-- Selected extract follows --

Target: 85%+ on your primary metric before moving to week 6. If you're below 85%, spend more time on prompt engineering and architecture, not moving forward.

Week 6: Integration and MVP Build

With a working pipeline and eval harness in place, you integrate with the real application:

Connect to actual data sources (databases, document stores, APIs)
Build the UI/UX surface (often simpler than you think — a good AI feature usually has a minimal interface)
Implement fallbacks: what happens when the LLM call fails? When latency exceeds your budget? When the output fails validation?
Add structured logging: every LLM call should log the input, output, latency, model used, and a unique trace ID

Do not skip the fallbacks. Do not skip the logging. These are not optional — they're what separates a production system from a prototype.

Re-run your eval harness against the integrated system. Production integrations introduce bugs. Catch them now.

Week 7: Internal Testing and Quality Review

Deploy to a staging environment accessible to internal users. For two weeks (weeks 7–8 run concurrently for time-efficient teams), collect real usage data.

Internal testing protocol:

Select 10–20 internal users who represent your target persona
Brief them on the feature, but let them use it organically
Instrument every interaction to capture usage patterns
After 3–4 days, hold a structured review session

In this review, you're looking for:

Failure cases your golden dataset didn't cover (add them to the dataset immediately)
Latency complaints (real users have much less patience than developers)
Confusion about what the feature does (a product/UX problem, not an AI problem)
The "wow moments" — specific scenarios where the AI delivered disproportionate value (these become your launch story)

Make targeted improvements based on this data. This is not a major rebuild — it's calibration. If you're finding fundamental problems in week 7, you need to revisit the foundation.

Week 8: Gradual Rollout

Gradual rollout is standard in software engineering and absolutely essential in LLM products. Launch to 5–10% of users first.

Why gradual rollout matters even more for AI: Real user inputs are always more diverse than your golden dataset. You will see failure modes you didn't anticipate. If you launch to 100% of users and there's a systematic failure, you've damaged trust with your entire user base. A 10% rollout limits blast radius.

Monitor closely for the first 72 hours:

Error rate (unexpected outputs, API failures, validation failures)
Quality signal (correction rate, output ratings if you've added a feedback mechanism)
Latency percentiles (p50, p95, p99 — not just average)
User engagement (are users actually using it, or ignoring it?)

Expand rollout to 50% after 72 hours if metrics are acceptable. Full rollout after 1 week if 50% cohort looks good.

-- Selected extract concluded --
-- Given records follows --

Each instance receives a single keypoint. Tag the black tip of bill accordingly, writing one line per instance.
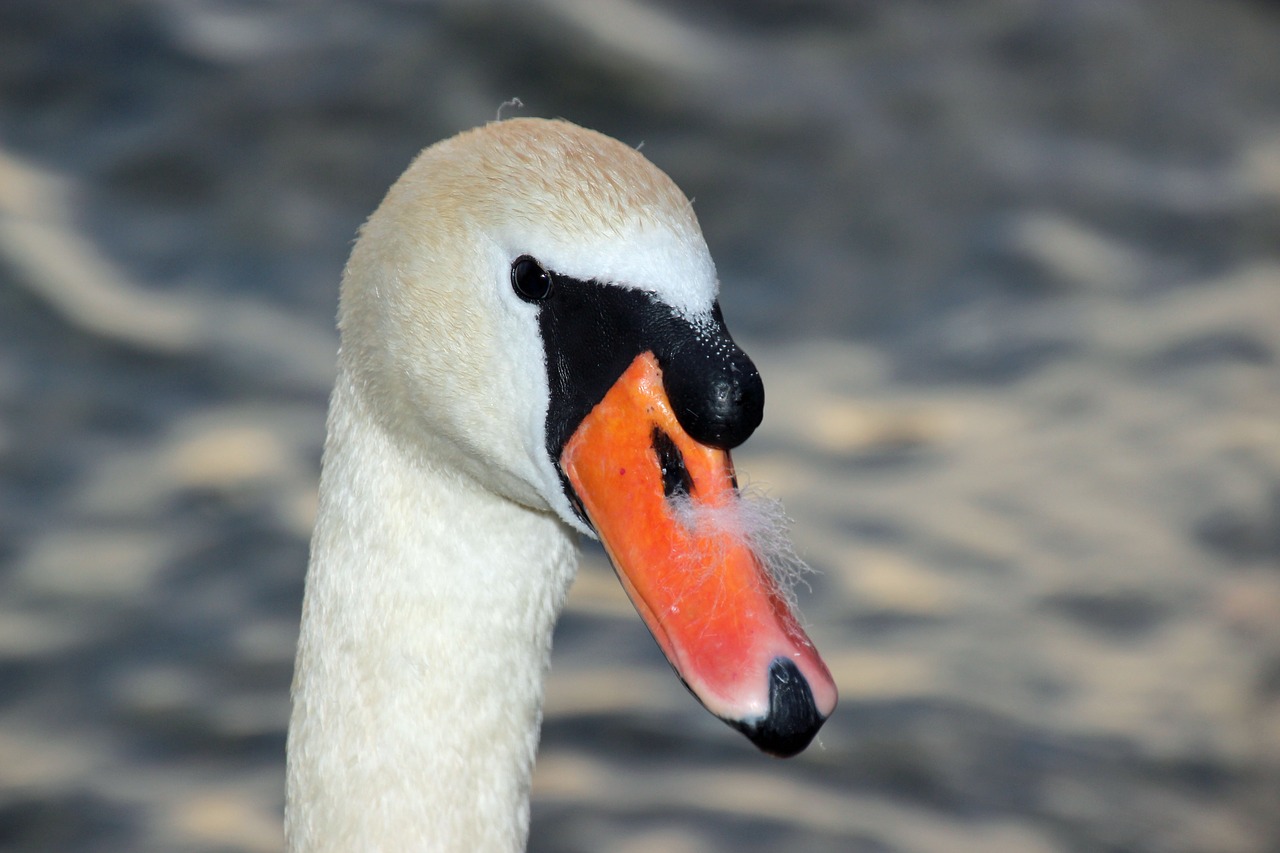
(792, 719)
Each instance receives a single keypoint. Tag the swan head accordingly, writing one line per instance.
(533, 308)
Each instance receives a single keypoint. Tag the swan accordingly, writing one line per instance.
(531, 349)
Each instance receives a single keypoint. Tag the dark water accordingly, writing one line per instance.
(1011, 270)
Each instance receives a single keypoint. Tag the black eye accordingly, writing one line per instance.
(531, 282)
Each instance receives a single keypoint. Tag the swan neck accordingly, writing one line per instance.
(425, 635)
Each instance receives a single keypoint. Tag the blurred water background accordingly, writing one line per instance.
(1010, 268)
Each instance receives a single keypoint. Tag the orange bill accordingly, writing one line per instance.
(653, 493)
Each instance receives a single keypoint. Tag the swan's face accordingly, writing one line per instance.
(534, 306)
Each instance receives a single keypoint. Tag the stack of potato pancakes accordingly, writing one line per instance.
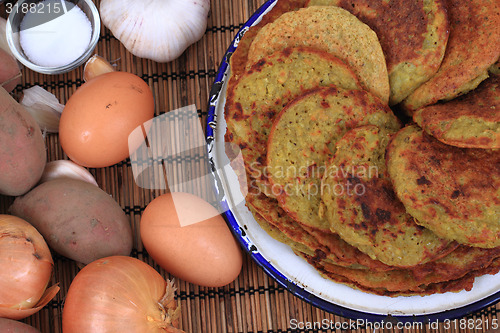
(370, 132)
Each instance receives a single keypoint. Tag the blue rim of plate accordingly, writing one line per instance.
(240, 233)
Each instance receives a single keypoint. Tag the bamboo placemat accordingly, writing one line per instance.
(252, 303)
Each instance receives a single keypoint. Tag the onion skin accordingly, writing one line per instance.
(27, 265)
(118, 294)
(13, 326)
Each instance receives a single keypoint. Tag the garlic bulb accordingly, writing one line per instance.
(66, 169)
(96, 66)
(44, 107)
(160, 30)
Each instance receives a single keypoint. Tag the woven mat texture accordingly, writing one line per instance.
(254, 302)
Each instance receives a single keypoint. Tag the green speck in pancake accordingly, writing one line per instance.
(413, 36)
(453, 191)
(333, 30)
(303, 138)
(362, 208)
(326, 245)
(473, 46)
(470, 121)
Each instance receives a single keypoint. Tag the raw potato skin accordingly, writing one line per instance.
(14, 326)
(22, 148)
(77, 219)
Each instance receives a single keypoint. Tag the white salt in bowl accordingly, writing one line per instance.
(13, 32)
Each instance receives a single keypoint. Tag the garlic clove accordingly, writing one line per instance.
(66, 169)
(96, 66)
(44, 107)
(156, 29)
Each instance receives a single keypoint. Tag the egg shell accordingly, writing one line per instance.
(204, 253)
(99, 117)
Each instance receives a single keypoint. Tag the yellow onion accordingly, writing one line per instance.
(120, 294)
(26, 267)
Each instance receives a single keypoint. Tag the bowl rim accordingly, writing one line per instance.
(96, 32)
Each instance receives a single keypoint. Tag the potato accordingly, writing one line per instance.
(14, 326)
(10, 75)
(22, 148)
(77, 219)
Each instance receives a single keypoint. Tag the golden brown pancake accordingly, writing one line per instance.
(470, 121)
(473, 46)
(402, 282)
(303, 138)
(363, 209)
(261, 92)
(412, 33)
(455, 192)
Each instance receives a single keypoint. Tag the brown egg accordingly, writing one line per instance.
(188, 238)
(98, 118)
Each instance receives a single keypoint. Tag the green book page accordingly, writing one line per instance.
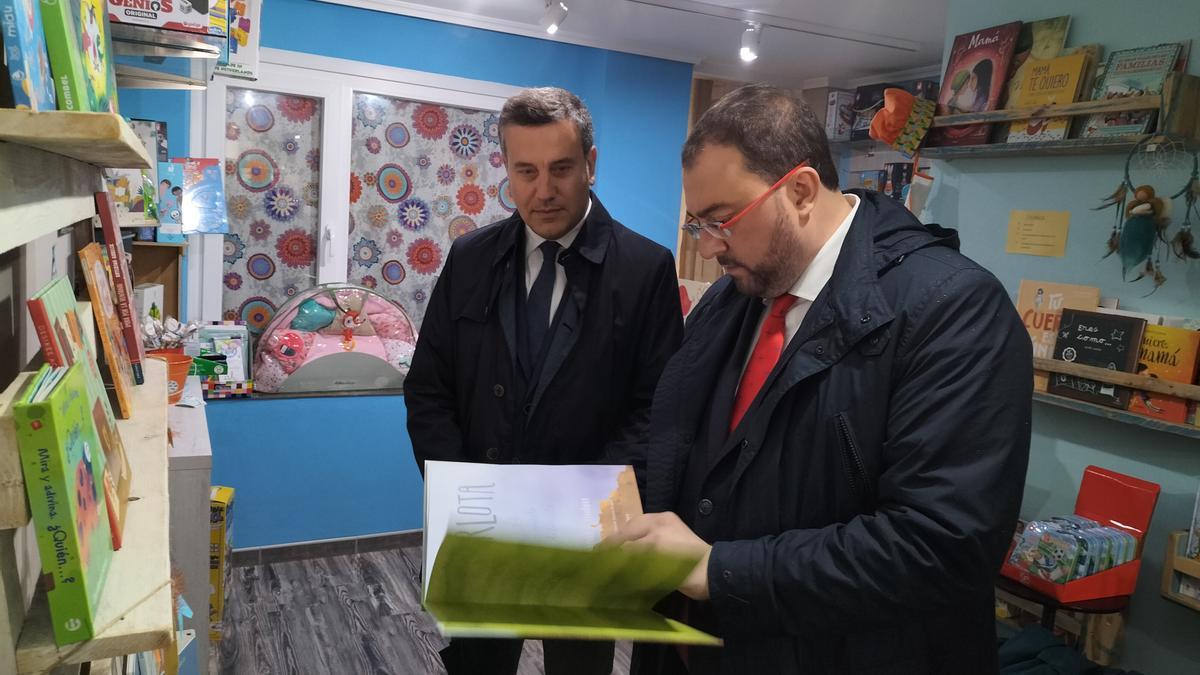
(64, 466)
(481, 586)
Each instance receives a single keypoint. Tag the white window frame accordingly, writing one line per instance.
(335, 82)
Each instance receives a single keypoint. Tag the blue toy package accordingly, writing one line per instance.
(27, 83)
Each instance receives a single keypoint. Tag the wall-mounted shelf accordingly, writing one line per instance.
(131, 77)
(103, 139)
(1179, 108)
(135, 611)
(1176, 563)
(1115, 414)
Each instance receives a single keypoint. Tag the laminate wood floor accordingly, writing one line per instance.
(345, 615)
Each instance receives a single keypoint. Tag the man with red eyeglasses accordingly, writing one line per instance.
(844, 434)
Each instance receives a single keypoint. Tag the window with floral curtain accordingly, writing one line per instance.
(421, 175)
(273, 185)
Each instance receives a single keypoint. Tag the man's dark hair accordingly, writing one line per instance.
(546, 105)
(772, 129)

-- Given records concluded --
-- Given records follows --

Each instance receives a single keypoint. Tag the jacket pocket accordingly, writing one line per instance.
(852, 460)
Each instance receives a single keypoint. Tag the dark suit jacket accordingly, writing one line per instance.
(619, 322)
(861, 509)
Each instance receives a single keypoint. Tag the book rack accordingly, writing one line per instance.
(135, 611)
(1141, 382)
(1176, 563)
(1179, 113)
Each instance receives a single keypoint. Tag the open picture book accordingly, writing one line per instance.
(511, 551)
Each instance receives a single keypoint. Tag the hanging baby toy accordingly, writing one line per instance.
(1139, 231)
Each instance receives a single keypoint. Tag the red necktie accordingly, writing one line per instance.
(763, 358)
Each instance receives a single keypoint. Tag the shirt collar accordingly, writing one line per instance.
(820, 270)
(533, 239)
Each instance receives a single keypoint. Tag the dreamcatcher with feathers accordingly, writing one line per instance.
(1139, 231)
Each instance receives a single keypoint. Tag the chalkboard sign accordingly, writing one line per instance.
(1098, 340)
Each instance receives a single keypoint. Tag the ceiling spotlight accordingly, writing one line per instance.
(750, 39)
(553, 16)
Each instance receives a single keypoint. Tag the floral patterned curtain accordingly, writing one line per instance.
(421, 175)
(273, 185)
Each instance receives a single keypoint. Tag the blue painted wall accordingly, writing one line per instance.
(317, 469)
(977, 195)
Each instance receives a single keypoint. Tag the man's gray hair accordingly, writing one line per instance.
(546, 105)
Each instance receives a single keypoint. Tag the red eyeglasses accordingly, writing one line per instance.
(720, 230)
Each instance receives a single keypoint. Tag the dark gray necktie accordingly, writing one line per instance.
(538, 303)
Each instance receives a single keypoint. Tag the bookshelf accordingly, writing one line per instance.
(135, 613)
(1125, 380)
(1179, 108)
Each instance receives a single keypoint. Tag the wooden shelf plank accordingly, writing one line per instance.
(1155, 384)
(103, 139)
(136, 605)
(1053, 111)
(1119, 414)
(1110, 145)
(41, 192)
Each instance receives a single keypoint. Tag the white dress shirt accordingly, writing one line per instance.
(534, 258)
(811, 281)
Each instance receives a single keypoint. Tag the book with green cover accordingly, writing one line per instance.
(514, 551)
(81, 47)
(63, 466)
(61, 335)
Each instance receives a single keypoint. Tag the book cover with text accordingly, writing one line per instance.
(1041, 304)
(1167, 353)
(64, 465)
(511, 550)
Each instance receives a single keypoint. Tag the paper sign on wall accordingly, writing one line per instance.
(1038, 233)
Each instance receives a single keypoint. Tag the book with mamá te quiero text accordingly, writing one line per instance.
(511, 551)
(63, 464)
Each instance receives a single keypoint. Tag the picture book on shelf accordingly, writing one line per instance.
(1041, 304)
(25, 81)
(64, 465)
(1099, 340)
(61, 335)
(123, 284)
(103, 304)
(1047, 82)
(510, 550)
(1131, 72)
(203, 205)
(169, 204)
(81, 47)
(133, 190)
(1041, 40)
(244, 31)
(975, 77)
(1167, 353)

-- Given records concluded --
-- Given records follows --

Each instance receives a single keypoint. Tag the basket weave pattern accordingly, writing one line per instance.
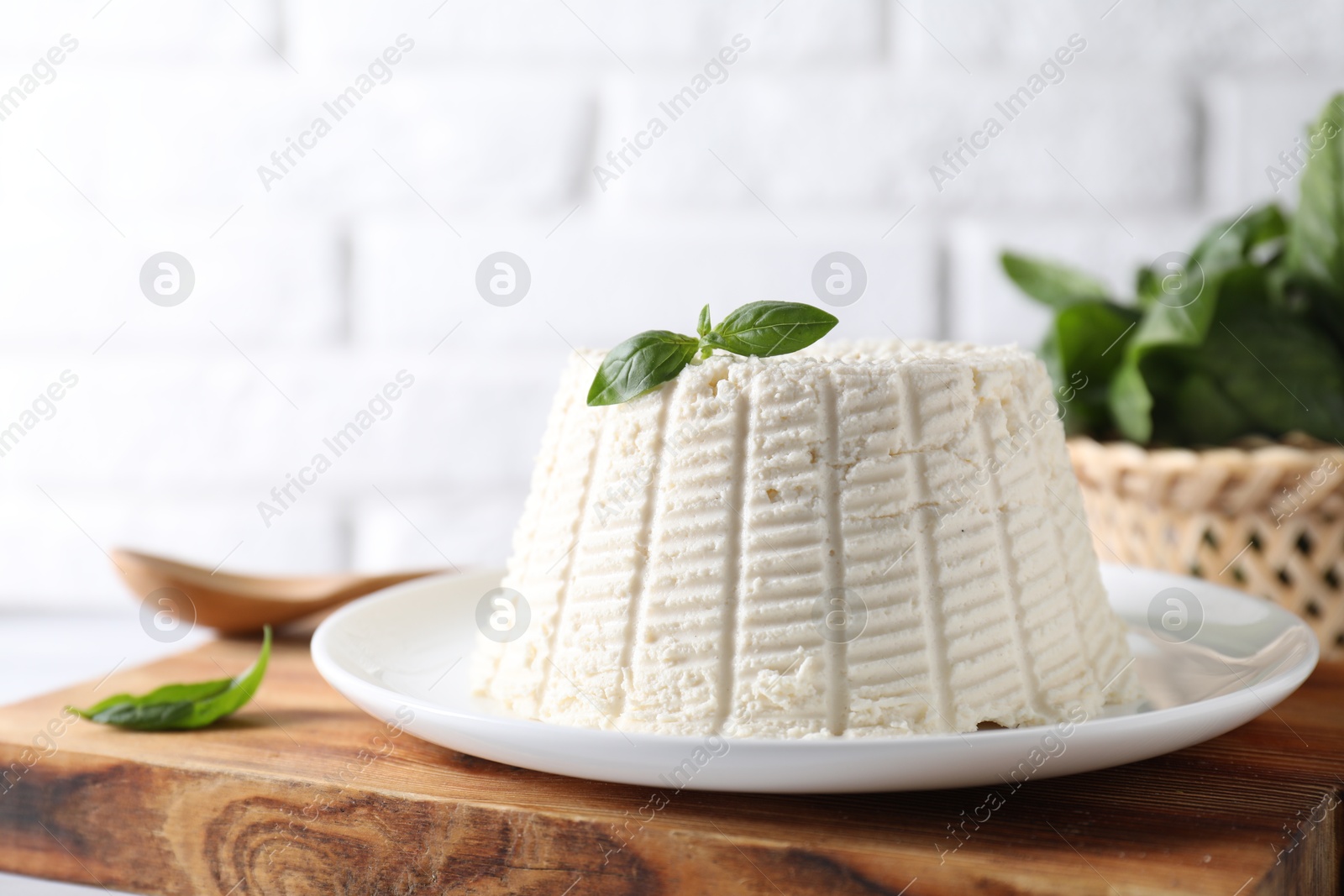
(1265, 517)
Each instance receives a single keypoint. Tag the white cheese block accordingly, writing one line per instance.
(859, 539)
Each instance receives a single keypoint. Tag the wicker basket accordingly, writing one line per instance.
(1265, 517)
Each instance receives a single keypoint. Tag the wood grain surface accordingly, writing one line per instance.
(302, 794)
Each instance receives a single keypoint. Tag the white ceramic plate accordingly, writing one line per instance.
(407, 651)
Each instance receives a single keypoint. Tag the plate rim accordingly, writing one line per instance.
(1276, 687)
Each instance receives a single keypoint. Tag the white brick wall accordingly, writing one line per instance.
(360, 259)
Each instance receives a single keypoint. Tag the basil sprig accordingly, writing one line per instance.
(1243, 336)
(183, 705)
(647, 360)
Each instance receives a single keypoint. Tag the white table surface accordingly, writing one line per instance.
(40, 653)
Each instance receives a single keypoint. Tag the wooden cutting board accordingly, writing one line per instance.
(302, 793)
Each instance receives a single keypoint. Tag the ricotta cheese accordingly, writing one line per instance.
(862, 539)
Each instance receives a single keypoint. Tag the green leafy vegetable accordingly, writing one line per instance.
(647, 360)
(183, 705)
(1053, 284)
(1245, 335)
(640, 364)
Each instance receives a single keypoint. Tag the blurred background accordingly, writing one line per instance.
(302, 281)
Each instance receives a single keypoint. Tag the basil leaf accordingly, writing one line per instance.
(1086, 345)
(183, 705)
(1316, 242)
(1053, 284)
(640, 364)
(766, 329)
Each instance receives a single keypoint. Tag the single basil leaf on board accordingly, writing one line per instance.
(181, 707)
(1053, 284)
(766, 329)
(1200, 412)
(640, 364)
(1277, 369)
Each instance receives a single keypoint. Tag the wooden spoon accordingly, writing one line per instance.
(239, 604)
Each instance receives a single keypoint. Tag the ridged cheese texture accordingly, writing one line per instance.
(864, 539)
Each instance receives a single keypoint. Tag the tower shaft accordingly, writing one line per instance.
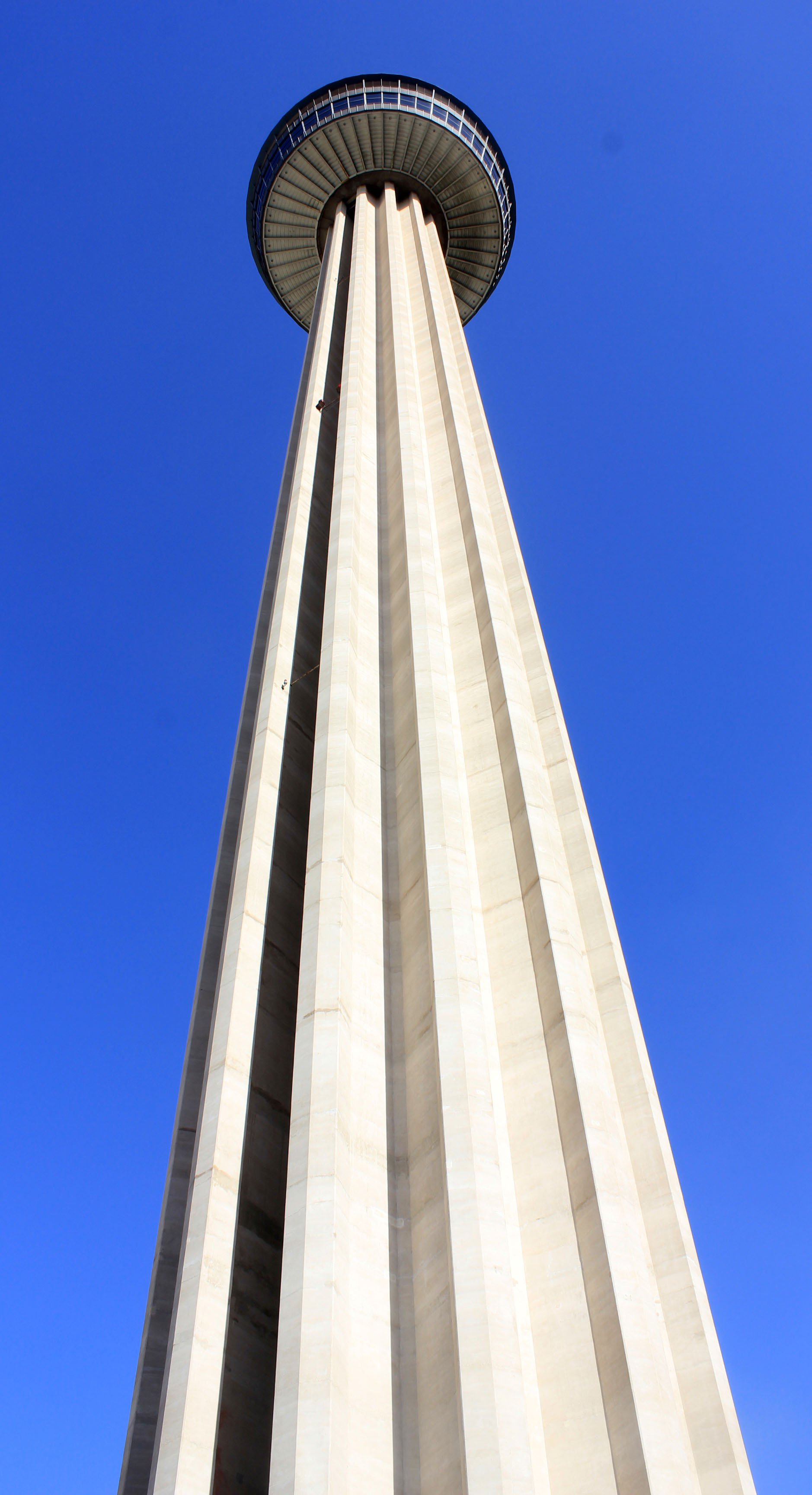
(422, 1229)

-- Given records concluded --

● **Your goal**
Using the text on building an LLM feature, explain in one to three sentences why it says to launch first to only 5–10% of users. Rely only on the text itself.

● **Exercise response**
Real user inputs are always more diverse than the golden dataset, so failure modes nobody anticipated will show up. A systematic failure at a 100% launch would damage trust with the entire user base, while a 10% rollout limits the blast radius.